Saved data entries
■ ■ ■ ■
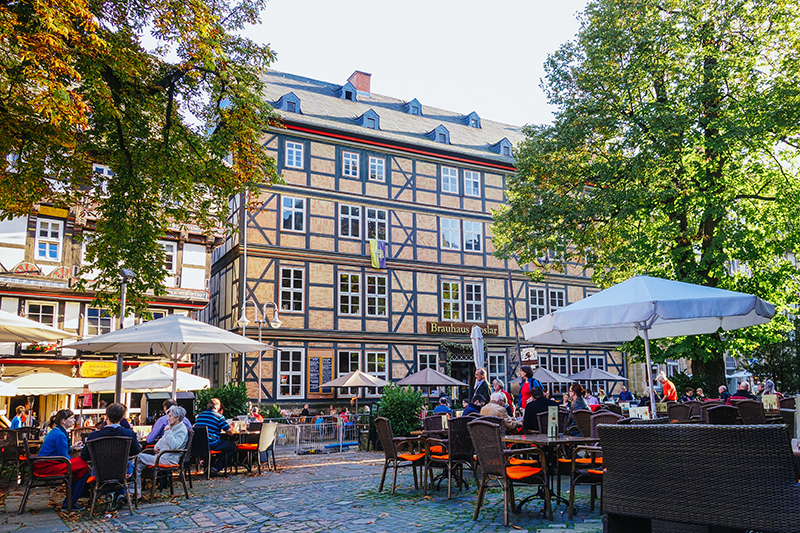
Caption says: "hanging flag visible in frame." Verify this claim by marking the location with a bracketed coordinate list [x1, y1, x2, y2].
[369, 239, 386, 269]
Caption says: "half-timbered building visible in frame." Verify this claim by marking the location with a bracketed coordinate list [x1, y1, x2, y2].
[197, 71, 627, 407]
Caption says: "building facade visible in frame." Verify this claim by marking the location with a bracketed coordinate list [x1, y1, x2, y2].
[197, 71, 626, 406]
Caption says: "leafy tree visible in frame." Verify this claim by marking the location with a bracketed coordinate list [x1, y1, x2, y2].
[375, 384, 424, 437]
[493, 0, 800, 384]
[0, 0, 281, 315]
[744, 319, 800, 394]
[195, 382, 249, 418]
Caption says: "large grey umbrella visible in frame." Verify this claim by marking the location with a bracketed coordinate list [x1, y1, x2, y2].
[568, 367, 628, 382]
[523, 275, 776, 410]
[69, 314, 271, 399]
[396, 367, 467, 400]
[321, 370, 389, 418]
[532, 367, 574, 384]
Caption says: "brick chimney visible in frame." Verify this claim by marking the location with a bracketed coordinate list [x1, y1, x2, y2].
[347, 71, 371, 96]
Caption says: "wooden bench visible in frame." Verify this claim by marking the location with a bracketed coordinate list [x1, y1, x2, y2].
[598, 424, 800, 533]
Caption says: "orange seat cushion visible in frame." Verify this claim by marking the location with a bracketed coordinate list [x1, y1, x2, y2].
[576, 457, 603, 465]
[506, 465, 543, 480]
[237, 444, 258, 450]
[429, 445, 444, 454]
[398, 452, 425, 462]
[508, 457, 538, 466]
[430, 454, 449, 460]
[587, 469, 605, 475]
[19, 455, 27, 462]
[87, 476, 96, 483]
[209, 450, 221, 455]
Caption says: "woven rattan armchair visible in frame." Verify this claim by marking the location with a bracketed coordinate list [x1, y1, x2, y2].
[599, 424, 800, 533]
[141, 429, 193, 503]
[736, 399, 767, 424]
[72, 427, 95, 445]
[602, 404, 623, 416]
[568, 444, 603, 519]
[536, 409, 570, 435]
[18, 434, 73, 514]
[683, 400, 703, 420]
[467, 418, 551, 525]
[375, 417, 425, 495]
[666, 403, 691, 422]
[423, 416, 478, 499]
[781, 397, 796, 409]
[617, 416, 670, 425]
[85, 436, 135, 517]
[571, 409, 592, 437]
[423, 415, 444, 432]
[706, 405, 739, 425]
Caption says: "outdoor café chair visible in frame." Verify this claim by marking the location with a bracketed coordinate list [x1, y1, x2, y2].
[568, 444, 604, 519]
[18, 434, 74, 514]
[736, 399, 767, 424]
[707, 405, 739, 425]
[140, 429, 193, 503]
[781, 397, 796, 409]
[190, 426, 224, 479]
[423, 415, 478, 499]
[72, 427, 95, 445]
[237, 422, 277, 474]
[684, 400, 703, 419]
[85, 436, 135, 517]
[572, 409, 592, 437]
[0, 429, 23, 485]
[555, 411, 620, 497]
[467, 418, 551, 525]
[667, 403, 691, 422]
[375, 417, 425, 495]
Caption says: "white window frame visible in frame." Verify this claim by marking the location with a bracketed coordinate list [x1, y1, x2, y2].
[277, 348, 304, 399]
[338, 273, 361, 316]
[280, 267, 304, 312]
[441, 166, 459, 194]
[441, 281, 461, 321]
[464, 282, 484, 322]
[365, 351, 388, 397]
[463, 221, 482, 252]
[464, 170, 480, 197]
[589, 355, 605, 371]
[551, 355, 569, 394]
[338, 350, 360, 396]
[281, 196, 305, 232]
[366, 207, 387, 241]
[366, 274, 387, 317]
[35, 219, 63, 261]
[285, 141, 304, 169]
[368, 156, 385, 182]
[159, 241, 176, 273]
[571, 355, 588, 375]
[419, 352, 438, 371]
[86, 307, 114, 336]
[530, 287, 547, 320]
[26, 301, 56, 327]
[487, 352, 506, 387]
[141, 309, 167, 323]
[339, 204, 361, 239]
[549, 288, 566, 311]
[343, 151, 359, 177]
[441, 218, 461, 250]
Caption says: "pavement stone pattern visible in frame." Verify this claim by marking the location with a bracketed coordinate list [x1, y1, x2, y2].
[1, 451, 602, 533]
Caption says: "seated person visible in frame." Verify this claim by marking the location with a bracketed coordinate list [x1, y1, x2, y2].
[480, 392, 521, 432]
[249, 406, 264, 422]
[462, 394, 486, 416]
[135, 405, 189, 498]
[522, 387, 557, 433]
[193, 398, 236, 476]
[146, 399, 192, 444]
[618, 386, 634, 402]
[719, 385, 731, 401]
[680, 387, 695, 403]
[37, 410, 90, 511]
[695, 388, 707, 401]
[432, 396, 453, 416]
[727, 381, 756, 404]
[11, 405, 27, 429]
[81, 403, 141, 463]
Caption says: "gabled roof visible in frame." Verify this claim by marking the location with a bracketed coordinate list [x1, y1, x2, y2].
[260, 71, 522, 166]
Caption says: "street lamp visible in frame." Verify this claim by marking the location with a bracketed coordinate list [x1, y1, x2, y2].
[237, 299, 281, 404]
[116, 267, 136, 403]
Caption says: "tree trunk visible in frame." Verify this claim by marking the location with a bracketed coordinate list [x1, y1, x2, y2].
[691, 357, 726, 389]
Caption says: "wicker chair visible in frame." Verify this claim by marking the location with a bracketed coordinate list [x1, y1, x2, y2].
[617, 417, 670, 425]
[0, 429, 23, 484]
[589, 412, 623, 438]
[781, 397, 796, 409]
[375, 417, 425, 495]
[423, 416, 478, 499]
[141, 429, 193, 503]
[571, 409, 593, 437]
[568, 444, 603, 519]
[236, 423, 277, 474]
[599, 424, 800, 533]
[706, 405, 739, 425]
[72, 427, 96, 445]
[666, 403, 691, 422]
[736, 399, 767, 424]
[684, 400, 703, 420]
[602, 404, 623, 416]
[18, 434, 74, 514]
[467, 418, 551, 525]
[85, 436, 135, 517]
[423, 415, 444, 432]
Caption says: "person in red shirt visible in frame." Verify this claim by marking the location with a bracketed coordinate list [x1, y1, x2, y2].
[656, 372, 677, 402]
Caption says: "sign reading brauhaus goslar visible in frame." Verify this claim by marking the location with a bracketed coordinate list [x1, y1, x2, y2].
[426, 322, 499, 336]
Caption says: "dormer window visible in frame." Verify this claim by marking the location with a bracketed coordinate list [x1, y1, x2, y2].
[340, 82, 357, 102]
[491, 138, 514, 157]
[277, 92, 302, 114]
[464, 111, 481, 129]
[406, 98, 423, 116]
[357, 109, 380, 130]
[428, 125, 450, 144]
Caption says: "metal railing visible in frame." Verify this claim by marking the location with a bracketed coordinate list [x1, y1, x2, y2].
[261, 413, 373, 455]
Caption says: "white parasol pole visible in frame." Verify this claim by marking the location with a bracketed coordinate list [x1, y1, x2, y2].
■ ■ ■ ■
• [Required action]:
Should there be pictures in the data, leave them out and return the rest exactly.

• [Expected answer]:
Caption says: "hanging flag visible in frame." Verify this claim by marking the location with a bracketed coordinate list [x1, y1, x2, y2].
[369, 239, 386, 269]
Caption says: "half-timbered building visible in frame." Verify this claim by marking the location with a bracketed coordinate list [x1, y1, x2, y2].
[197, 71, 627, 407]
Caption says: "building facade visible in frame." Verify this claim by marking the location with a bracketed coordinate list [x1, y1, x2, y2].
[197, 71, 626, 406]
Caption says: "leafy tree visible in frame." Verify this claim by marking the location with a bracketed coordinate list [x1, y1, x2, y2].
[375, 384, 424, 437]
[493, 0, 800, 384]
[0, 0, 281, 315]
[744, 319, 800, 394]
[195, 382, 249, 418]
Caption says: "large grey umbrella visible in frame." Verify this claim by marking the location with a bracketed coordinate list [x1, y1, x2, y2].
[568, 367, 628, 382]
[523, 275, 776, 410]
[69, 314, 271, 399]
[396, 367, 467, 400]
[321, 370, 389, 418]
[532, 367, 574, 384]
Caption says: "brick chimney visible in frame." Verify this claim by marking the location with a bracketed coordinate list [x1, y1, x2, y2].
[347, 71, 371, 96]
Caption says: "wooden bench visible in frame." Verify this claim by marking the location with a bracketed coordinate list [x1, y1, x2, y2].
[598, 424, 800, 533]
Caption says: "orange seat cushion visible in frame." Verify this claim by marking the location with a bracketed coordinate list [x1, y1, x2, y2].
[576, 457, 603, 465]
[506, 465, 543, 480]
[237, 444, 258, 450]
[429, 445, 444, 454]
[398, 452, 425, 462]
[508, 457, 538, 466]
[430, 454, 449, 460]
[587, 469, 605, 475]
[19, 455, 27, 462]
[87, 476, 96, 483]
[209, 450, 221, 455]
Caption says: "woven rattan armchair visible in frame." Verify this claim by marking the location with a bracketed coordinate list [x1, y1, x2, y2].
[599, 424, 800, 533]
[141, 429, 193, 503]
[736, 399, 767, 424]
[72, 427, 95, 445]
[602, 404, 623, 416]
[568, 444, 603, 519]
[536, 409, 570, 435]
[18, 434, 73, 514]
[683, 400, 703, 420]
[467, 418, 551, 525]
[375, 417, 425, 495]
[666, 403, 691, 422]
[423, 416, 478, 499]
[781, 397, 796, 409]
[617, 416, 670, 425]
[85, 436, 135, 517]
[571, 409, 592, 437]
[423, 415, 444, 432]
[706, 405, 739, 425]
Caption says: "outdoor café chair visible in frame." Verify this claim by marking the location with a bracketed coordinate list [x1, y1, x2, y2].
[568, 444, 604, 519]
[18, 434, 74, 514]
[736, 399, 767, 424]
[707, 405, 739, 425]
[140, 429, 193, 503]
[781, 397, 796, 409]
[190, 426, 224, 479]
[423, 415, 478, 499]
[72, 427, 95, 445]
[237, 422, 277, 474]
[684, 400, 703, 419]
[85, 436, 135, 517]
[572, 409, 592, 437]
[0, 429, 23, 485]
[555, 411, 620, 497]
[467, 418, 551, 525]
[667, 403, 691, 422]
[375, 417, 425, 495]
Caption says: "white window frame visible in frame." Verify this claim by marking the location with a bracketed coordinate list [x1, y1, x2, y2].
[277, 348, 304, 399]
[338, 273, 361, 316]
[280, 267, 304, 312]
[441, 166, 459, 194]
[441, 281, 461, 321]
[464, 282, 484, 322]
[365, 351, 388, 397]
[463, 221, 482, 252]
[464, 170, 480, 197]
[589, 355, 605, 371]
[551, 355, 569, 394]
[338, 350, 360, 396]
[281, 196, 305, 232]
[366, 207, 387, 241]
[366, 274, 387, 317]
[35, 219, 63, 261]
[285, 141, 304, 169]
[368, 156, 385, 182]
[159, 241, 176, 273]
[571, 355, 588, 375]
[419, 352, 438, 371]
[86, 307, 114, 336]
[530, 287, 547, 320]
[26, 301, 56, 327]
[487, 352, 506, 387]
[141, 309, 167, 323]
[339, 204, 361, 239]
[549, 288, 566, 311]
[343, 151, 359, 177]
[441, 218, 461, 250]
Caption says: "pavement stone pattern visible in frame." Verify this claim by marking the location with a bracketed coordinate list [x1, y1, x2, y2].
[1, 451, 602, 533]
Caption says: "seated person visible in frame." Verify this claim by marking the location with a bracketed coordinate list [x1, y1, x2, y2].
[480, 392, 521, 432]
[249, 406, 264, 422]
[462, 394, 486, 416]
[135, 405, 189, 498]
[522, 387, 557, 433]
[193, 398, 236, 476]
[146, 399, 192, 444]
[618, 386, 634, 402]
[719, 385, 731, 401]
[680, 387, 695, 403]
[37, 410, 90, 511]
[695, 388, 707, 401]
[432, 396, 453, 416]
[727, 381, 756, 404]
[11, 405, 27, 429]
[81, 403, 141, 463]
Caption says: "gabled roof visible in frame." Verify this claim by marking the location with a bracketed coordinate list [x1, y1, x2, y2].
[260, 71, 522, 166]
Caption says: "street lamp visible in frame." Verify this claim by marking the location with a bracketed coordinate list [x1, y1, x2, y2].
[237, 299, 281, 404]
[116, 267, 136, 403]
Caption says: "tree trunk visible in frame." Verify this claim by marking the location with a bracketed coordinate list [x1, y1, x2, y2].
[691, 357, 726, 389]
Caption says: "wicker chair visible in frame." Verify this claim by marking the location with a bracketed coordinate list [x1, y1, x2, y2].
[617, 417, 670, 425]
[0, 429, 23, 484]
[589, 412, 623, 438]
[781, 397, 796, 409]
[375, 417, 425, 495]
[423, 416, 478, 499]
[141, 429, 193, 503]
[571, 409, 593, 437]
[568, 444, 603, 519]
[236, 423, 277, 474]
[599, 424, 800, 533]
[706, 405, 739, 425]
[72, 427, 96, 445]
[666, 403, 691, 422]
[736, 399, 767, 424]
[684, 400, 703, 420]
[602, 404, 623, 416]
[18, 434, 74, 514]
[467, 418, 551, 525]
[85, 436, 135, 517]
[423, 415, 444, 432]
Caption says: "person in red shirt visible in frame." Verify this claim by marking the location with a bracketed coordinate list [x1, y1, x2, y2].
[656, 372, 677, 402]
Caption says: "sign reading brauhaus goslar visible in frame." Verify this claim by marking the location with a bracketed coordinate list [x1, y1, x2, y2].
[426, 322, 499, 336]
Caption says: "dormer window visible in frame." Verify this claim by marking the location with a bracketed coordinate list [x1, y1, x2, y2].
[340, 82, 357, 102]
[491, 138, 514, 157]
[277, 92, 302, 114]
[464, 111, 481, 129]
[406, 98, 423, 116]
[357, 109, 380, 130]
[428, 125, 450, 144]
Caption says: "metal railing visible in frame." Verify this claim by marking the location with a bracketed coordinate list [x1, y1, x2, y2].
[261, 413, 373, 455]
Caption says: "white parasol pole visible in frame." Verify this claim by marking the location with a bracketed coordinate list [x1, y1, x2, y2].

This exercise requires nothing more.